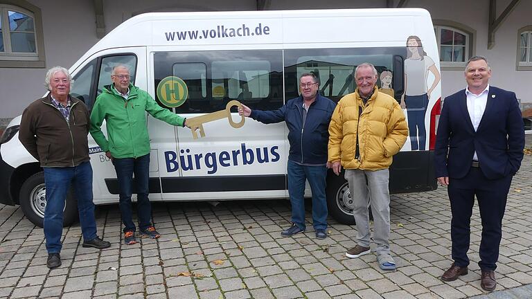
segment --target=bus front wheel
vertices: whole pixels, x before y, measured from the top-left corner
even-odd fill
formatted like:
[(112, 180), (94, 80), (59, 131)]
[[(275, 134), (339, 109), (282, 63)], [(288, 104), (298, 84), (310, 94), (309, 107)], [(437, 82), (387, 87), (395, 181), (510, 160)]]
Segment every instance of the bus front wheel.
[(327, 208), (329, 215), (343, 224), (355, 224), (353, 217), (353, 202), (349, 192), (349, 185), (342, 172), (337, 176), (329, 170), (327, 176)]
[[(33, 224), (43, 227), (46, 207), (46, 188), (44, 172), (37, 172), (26, 179), (20, 188), (20, 208)], [(66, 194), (63, 209), (63, 226), (69, 226), (78, 219), (78, 204), (71, 190)]]

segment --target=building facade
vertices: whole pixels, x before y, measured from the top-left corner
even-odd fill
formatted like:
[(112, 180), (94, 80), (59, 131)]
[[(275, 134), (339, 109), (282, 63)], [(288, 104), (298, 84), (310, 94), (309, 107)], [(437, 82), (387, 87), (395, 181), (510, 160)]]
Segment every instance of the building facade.
[[(524, 106), (532, 105), (532, 1), (528, 0), (0, 0), (0, 118), (21, 114), (46, 91), (48, 69), (70, 67), (107, 33), (139, 14), (391, 7), (430, 12), (440, 51), (443, 97), (465, 87), (465, 62), (481, 55), (490, 60), (491, 84), (514, 91)], [(346, 34), (371, 28), (346, 24)], [(304, 28), (301, 32), (312, 39), (312, 33)]]

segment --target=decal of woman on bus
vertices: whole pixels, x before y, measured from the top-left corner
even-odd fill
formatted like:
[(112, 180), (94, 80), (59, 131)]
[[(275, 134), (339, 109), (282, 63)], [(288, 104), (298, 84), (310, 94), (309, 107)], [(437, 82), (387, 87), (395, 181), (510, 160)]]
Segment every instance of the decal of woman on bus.
[[(427, 89), (429, 71), (434, 80)], [(427, 132), (425, 118), (430, 94), (440, 82), (440, 73), (434, 62), (423, 50), (421, 40), (416, 35), (407, 39), (407, 59), (405, 60), (405, 93), (401, 107), (407, 109), (408, 129), (411, 150), (425, 150)]]
[(389, 71), (382, 71), (380, 73), (380, 88), (379, 91), (384, 93), (393, 98), (394, 92), (391, 88), (391, 72)]

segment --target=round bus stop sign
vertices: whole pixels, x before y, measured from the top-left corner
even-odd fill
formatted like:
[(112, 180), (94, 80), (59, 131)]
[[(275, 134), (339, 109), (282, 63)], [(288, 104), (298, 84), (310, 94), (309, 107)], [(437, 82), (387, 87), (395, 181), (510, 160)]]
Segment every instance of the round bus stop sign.
[(157, 98), (163, 105), (170, 108), (182, 105), (188, 97), (188, 89), (181, 78), (168, 76), (157, 85)]

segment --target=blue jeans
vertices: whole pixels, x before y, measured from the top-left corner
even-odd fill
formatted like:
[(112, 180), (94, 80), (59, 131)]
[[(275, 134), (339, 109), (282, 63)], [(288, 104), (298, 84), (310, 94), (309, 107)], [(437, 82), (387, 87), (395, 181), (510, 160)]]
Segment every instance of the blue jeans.
[(407, 114), (408, 115), (408, 132), (412, 150), (425, 150), (427, 131), (425, 129), (425, 115), (429, 105), (427, 93), (420, 96), (405, 96)]
[(113, 165), (118, 179), (120, 212), (125, 226), (123, 231), (135, 231), (131, 203), (131, 194), (134, 191), (134, 173), (139, 228), (145, 230), (152, 226), (152, 206), (148, 198), (150, 193), (148, 183), (150, 178), (150, 154), (139, 158), (114, 158)]
[(63, 231), (63, 210), (71, 184), (78, 201), (80, 224), (83, 239), (96, 237), (94, 203), (92, 202), (92, 167), (89, 161), (75, 167), (44, 167), (46, 188), (46, 207), (44, 209), (44, 237), (48, 253), (61, 251)]
[(292, 203), (292, 222), (305, 229), (305, 181), (312, 192), (312, 221), (314, 229), (327, 228), (327, 199), (325, 196), (327, 167), (303, 166), (288, 160), (288, 194)]

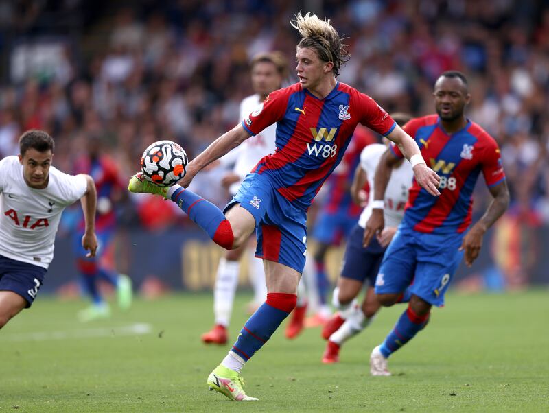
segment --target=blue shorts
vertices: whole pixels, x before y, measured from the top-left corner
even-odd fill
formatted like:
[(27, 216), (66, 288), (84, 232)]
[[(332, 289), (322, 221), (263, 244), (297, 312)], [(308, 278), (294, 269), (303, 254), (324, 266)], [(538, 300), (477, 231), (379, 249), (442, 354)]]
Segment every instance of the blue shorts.
[(303, 272), (307, 251), (307, 212), (294, 206), (263, 175), (246, 175), (225, 206), (237, 202), (255, 220), (255, 256)]
[(355, 224), (345, 247), (341, 277), (361, 283), (368, 280), (369, 285), (373, 286), (386, 248), (379, 245), (375, 237), (366, 248), (363, 247), (364, 234), (364, 228)]
[(327, 212), (322, 210), (314, 224), (313, 237), (322, 244), (339, 245), (347, 238), (358, 221), (345, 211)]
[(444, 294), (459, 265), (463, 234), (419, 233), (399, 227), (384, 257), (375, 280), (376, 294), (410, 292), (432, 305), (444, 305)]
[(34, 264), (0, 255), (0, 290), (12, 291), (32, 305), (44, 281), (47, 270)]

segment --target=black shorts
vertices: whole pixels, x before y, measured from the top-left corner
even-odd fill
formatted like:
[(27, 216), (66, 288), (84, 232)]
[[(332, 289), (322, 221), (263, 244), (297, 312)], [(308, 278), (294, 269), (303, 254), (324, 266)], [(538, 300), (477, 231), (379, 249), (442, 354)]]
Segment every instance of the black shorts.
[(12, 291), (27, 300), (29, 308), (38, 294), (47, 270), (0, 255), (0, 290)]
[(362, 283), (368, 280), (369, 285), (373, 286), (386, 248), (379, 245), (375, 237), (368, 247), (364, 248), (364, 229), (358, 224), (351, 231), (343, 257), (341, 277)]

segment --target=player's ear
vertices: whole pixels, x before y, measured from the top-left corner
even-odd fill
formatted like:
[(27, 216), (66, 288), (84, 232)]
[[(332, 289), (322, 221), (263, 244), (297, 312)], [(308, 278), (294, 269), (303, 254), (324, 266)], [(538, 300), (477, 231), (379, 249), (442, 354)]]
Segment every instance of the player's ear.
[(334, 62), (326, 62), (324, 64), (324, 73), (329, 73), (334, 69)]

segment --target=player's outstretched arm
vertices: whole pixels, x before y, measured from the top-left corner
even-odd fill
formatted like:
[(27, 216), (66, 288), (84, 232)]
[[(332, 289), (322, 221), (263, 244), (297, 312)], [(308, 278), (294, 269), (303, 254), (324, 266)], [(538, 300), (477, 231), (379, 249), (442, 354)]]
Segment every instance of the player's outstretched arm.
[(399, 159), (393, 154), (390, 149), (387, 149), (382, 155), (377, 167), (375, 168), (375, 176), (373, 178), (373, 203), (372, 213), (368, 219), (364, 227), (364, 235), (362, 244), (367, 247), (372, 237), (380, 233), (385, 226), (385, 219), (383, 216), (383, 207), (385, 199), (385, 191), (389, 183), (393, 166)]
[(95, 182), (89, 175), (82, 174), (86, 178), (88, 186), (86, 193), (80, 198), (84, 219), (86, 221), (86, 230), (82, 237), (82, 246), (89, 251), (86, 257), (95, 257), (97, 250), (97, 237), (95, 236), (95, 210), (97, 205), (97, 193)]
[(467, 235), (460, 247), (460, 251), (465, 251), (465, 264), (470, 267), (477, 259), (482, 246), (482, 237), (487, 230), (501, 217), (509, 204), (509, 190), (507, 182), (502, 182), (489, 187), (490, 193), (493, 199), (482, 215), (477, 221)]
[(397, 125), (387, 137), (398, 145), (406, 159), (412, 163), (417, 183), (433, 196), (439, 196), (441, 194), (438, 189), (441, 178), (436, 172), (427, 166), (421, 156), (419, 147), (412, 137)]
[(185, 167), (185, 176), (178, 183), (186, 188), (191, 183), (194, 176), (202, 168), (229, 153), (231, 150), (240, 145), (250, 136), (252, 135), (248, 133), (240, 123), (229, 132), (224, 133), (189, 163)]

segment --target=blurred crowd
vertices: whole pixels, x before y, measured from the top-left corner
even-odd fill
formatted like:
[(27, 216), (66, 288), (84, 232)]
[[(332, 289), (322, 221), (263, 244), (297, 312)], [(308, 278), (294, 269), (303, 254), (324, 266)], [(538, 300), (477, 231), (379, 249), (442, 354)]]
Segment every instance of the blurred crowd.
[[(124, 177), (161, 139), (192, 158), (239, 121), (255, 54), (278, 49), (294, 60), (289, 20), (300, 10), (331, 19), (348, 37), (352, 58), (339, 80), (389, 112), (432, 113), (439, 74), (467, 75), (468, 117), (498, 141), (511, 192), (496, 241), (516, 257), (499, 259), (522, 283), (530, 259), (521, 251), (549, 223), (549, 5), (541, 1), (0, 0), (0, 156), (16, 154), (21, 132), (36, 128), (54, 137), (54, 163), (67, 171), (91, 135), (102, 137)], [(218, 182), (200, 179), (219, 196)], [(488, 202), (479, 188), (477, 211)], [(153, 202), (137, 206), (143, 225), (180, 221)]]

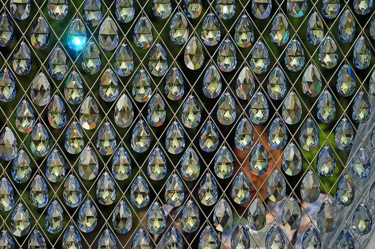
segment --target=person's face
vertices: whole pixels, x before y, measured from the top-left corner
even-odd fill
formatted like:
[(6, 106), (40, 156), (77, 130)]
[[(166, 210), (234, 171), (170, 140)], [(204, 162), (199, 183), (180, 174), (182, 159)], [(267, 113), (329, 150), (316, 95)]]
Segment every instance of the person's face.
[[(242, 170), (246, 172), (250, 181), (251, 190), (251, 197), (250, 201), (254, 198), (258, 197), (261, 201), (266, 200), (267, 198), (266, 187), (267, 181), (271, 173), (277, 167), (280, 170), (281, 168), (282, 150), (276, 150), (270, 147), (267, 140), (267, 130), (266, 130), (263, 134), (263, 128), (260, 126), (255, 126), (254, 129), (254, 141), (252, 147), (249, 150), (242, 151), (238, 150), (237, 147), (234, 148), (234, 153), (236, 157), (238, 159), (237, 161), (235, 159), (235, 172), (242, 165)], [(260, 135), (261, 135), (260, 136)], [(258, 142), (260, 142), (264, 147), (266, 151), (268, 154), (269, 165), (267, 171), (261, 175), (256, 175), (253, 174), (250, 170), (249, 166), (250, 154), (254, 146)]]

=====

Zieh bitte aus den Einträgen oben jede Zeile heraus, in der das Wort „every“ vorkommt. Achte dabei auf Groß- und Kleinschreibung.

Musterlösung
Segment every instance of the bus front wheel.
Segment every instance of the building facade.
Segment every instance of the decal of woman on bus.
Segment every instance of the round bus stop sign.
Segment every instance of the blue jeans.
Segment every instance of the blue shorts.
Segment every instance of the black shorts.
Segment every instance of the player's ear.
Segment every instance of the player's outstretched arm.
Segment every instance of the blurred crowd.
Segment every instance of the person's face.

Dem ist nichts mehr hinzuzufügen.